[Brief 1] Translate this sentence from the passage on condom history into Spanish: "In 1844, Goodyear and Hancock began to mass produce condoms made out of vulcanized rubber, and in 1880, the first latex condom was produced."
[Brief 2] Reproduce the passage on condom history between "The idea of" and "being sexually active.", inclusive, substituting "college students" for "young adults".
[Brief 3] For each statement, answer yes or no according to the passage on condom history, and quote the words that decide it. (a) The first latex condom was produced in 1880. (b) National Condom Week was started by students at Stanford University. (c) The sexual revolution of the 1960s led to an increase in condom use.

West Chester University’s own Tyson Hall sponsored “Condom- Candy- Grams” for students on Feb. 11 at 8 p.m. in the building’s lobby. The concept was for students to send free ‘grams’ to friends to promote safer sex.February is National Condom Month and while most grab a condom before performing the deed, many do not know about the history of the condom.
Condoms have actually been around for over a thousand years, beginning in 1000 B.C. Images portrayed Egyptians wearing a linen sheath. In the 1500s, research found that the linen sheath was useful for the prevention of infection and eventually for its usefulness in the prevention of pregnancy.
The name condom is believed to have been named after Dr. Condom, who supplied King Charles II of England with animal tissue sheaths.
In 1844, Goodyear and Hancock began to mass produce condoms made out of vulcanized rubber, and in 1880, the first latex condom was produced.
The 1960s brought about a sexual revolution that resulted in a decline of condom use, as more and more people practiced “free love.”
Finally in the 1990s, a production began of different types of condoms including: colors, ribbed, flavored, large and the first polyurethane condom.
The idea of National Condom Week started at the University of California at Berkeley by students in 1978, according to Nationalcondomweek.com. The purpose of the week is to teach young adults about safer sex and to raise awareness of the risks that come with being sexually active.
“Humans are sexual beings,” Dr. James Allen said a former president and CEO of the American Social Health Association, in a 2001 press release, “Abstinence and monogamy are important public health messages, but to think these messages alone will fix the [STD] problem is shortsighted at best and dangerous at worst.”
Although condoms have a long history, STDs have yet to be completely written out of history. There are over 12 million new cases of STDs a year. Over 70,000 Americans have viral STDs like genital herpes, HIV/AIDS or Hepatitis B and all are lifelong diseases.
Women are approximately five times more likely to become infected and suffer serious consequences. Many people do not experience any noticeable symptoms initially, but still pass on the disease.
The evidence is overwhelming that among those who are sexually active, consistent and correct condom use greatly reduces the risk of contracting infections like HIV, chlamydia and gonorrhea. Research has also shown that young women whose male partners use condoms regularly cut their risk of acquiring HPV significantly.

[Available data]
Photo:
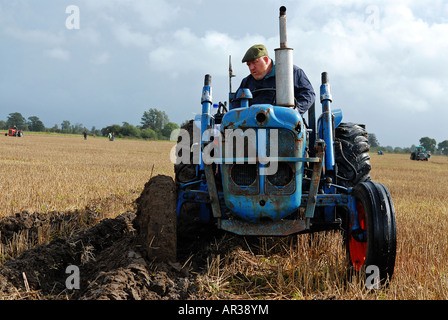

[Task result 1] En 1844, Goodyear y Hancock comenzaron a producir en masa condones hechos de caucho vulcanizado, y en 1880 se produjo el primer condón de látex.

[Task result 2]
The idea of National Condom Week started at the University of California at Berkeley by students in 1978, according to Nationalcondomweek.com. The purpose of the week is to teach college students about safer sex and to raise awareness of the risks that come with being sexually active.

[Task result 3]
(a) Yes: "in 1880, the first latex condom was produced."
(b) No: "started at the University of California at Berkeley by students in 1978"
(c) No: "resulted in a decline of condom use"